## About this task
Word for word, give the listing below again.

## Given data
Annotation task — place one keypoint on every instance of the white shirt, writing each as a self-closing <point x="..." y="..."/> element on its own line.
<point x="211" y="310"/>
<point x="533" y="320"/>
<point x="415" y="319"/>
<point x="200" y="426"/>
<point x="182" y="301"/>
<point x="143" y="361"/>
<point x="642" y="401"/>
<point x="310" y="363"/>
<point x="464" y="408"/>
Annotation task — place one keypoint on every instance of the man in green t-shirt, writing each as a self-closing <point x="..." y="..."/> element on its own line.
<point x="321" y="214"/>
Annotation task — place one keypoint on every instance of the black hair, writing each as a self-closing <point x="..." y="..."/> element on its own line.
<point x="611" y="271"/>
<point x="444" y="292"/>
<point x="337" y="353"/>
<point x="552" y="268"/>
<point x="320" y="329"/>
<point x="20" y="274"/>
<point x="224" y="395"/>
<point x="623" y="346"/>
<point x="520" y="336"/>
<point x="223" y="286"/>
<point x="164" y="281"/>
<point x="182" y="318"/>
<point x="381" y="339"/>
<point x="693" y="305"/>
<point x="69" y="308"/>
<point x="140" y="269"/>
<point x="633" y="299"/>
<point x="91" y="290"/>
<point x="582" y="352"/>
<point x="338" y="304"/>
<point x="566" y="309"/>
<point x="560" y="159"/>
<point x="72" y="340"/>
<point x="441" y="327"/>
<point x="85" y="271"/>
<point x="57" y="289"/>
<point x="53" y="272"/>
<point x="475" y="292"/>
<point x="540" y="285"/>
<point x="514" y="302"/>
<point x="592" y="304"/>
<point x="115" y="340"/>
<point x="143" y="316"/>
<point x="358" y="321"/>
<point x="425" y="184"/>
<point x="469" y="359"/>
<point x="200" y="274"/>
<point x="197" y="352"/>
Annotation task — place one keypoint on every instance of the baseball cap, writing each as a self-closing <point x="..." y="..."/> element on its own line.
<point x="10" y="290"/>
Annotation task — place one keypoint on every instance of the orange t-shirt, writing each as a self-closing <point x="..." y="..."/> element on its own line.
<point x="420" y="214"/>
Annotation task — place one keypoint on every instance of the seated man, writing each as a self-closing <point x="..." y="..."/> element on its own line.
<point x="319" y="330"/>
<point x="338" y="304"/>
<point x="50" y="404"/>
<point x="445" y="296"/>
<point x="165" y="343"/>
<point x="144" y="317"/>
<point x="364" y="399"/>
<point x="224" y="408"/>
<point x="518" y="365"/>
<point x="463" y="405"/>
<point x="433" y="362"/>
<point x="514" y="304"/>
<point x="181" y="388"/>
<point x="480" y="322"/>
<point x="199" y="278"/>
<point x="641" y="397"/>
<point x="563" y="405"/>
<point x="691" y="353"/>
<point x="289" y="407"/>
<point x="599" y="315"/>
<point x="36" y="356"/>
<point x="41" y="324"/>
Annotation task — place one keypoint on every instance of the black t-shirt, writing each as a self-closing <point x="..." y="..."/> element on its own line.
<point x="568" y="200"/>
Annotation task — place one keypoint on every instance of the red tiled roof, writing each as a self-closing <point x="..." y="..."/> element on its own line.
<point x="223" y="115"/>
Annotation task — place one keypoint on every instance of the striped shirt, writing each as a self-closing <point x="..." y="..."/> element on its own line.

## Exercise solution
Annotation task — place one keypoint on every instance of the white shirt, writing each as a self-closing <point x="..." y="..."/> element on its own line.
<point x="211" y="310"/>
<point x="533" y="320"/>
<point x="415" y="319"/>
<point x="200" y="426"/>
<point x="182" y="301"/>
<point x="143" y="361"/>
<point x="642" y="401"/>
<point x="310" y="363"/>
<point x="464" y="408"/>
Annotation task — place one keypoint on every instance of the man in green t-shirt, writing each as a self-closing <point x="..." y="..."/> element on its own line.
<point x="321" y="214"/>
Annotation task — place one keypoint on every instance of the black hair, writing each as a self-closing <point x="..." y="..."/> element on its own line.
<point x="611" y="271"/>
<point x="444" y="292"/>
<point x="337" y="353"/>
<point x="552" y="268"/>
<point x="320" y="329"/>
<point x="20" y="274"/>
<point x="224" y="395"/>
<point x="623" y="346"/>
<point x="520" y="336"/>
<point x="223" y="286"/>
<point x="164" y="281"/>
<point x="182" y="318"/>
<point x="381" y="339"/>
<point x="693" y="305"/>
<point x="69" y="308"/>
<point x="140" y="269"/>
<point x="633" y="299"/>
<point x="91" y="290"/>
<point x="582" y="352"/>
<point x="338" y="304"/>
<point x="566" y="309"/>
<point x="560" y="159"/>
<point x="72" y="340"/>
<point x="441" y="327"/>
<point x="85" y="271"/>
<point x="57" y="289"/>
<point x="53" y="272"/>
<point x="475" y="292"/>
<point x="540" y="285"/>
<point x="514" y="302"/>
<point x="592" y="304"/>
<point x="115" y="340"/>
<point x="143" y="316"/>
<point x="358" y="321"/>
<point x="425" y="184"/>
<point x="469" y="359"/>
<point x="200" y="274"/>
<point x="197" y="352"/>
Annotation task — place one keypoint on every instance of the baseball cap, writing each as a self-closing <point x="..." y="..."/> element on its own line.
<point x="10" y="290"/>
Annotation task — place one keypoint on every instance of the orange t-shirt, writing each as a self-closing <point x="..." y="..."/> element on its own line.
<point x="420" y="214"/>
Annotation task — place one keypoint on every instance of the seated man, writing each as a self-closing <point x="..." y="..."/> element on its own line.
<point x="319" y="330"/>
<point x="338" y="304"/>
<point x="50" y="404"/>
<point x="445" y="296"/>
<point x="165" y="343"/>
<point x="144" y="317"/>
<point x="364" y="399"/>
<point x="224" y="408"/>
<point x="518" y="365"/>
<point x="463" y="405"/>
<point x="433" y="362"/>
<point x="514" y="304"/>
<point x="181" y="388"/>
<point x="480" y="322"/>
<point x="199" y="278"/>
<point x="641" y="397"/>
<point x="563" y="405"/>
<point x="691" y="353"/>
<point x="289" y="407"/>
<point x="599" y="315"/>
<point x="36" y="356"/>
<point x="41" y="324"/>
Annotation task — place one keypoint on every instance of the black t-shirt, writing each as a self-closing <point x="..." y="..."/> element on its own line.
<point x="568" y="200"/>
Annotation task — place one keypoint on every instance of the red tiled roof, writing each as a self-closing <point x="..." y="..."/> element on its own line.
<point x="223" y="115"/>
Annotation task — place one keypoint on every instance of the striped shirt, writing each as a self-closing <point x="..." y="..."/> element on its own line.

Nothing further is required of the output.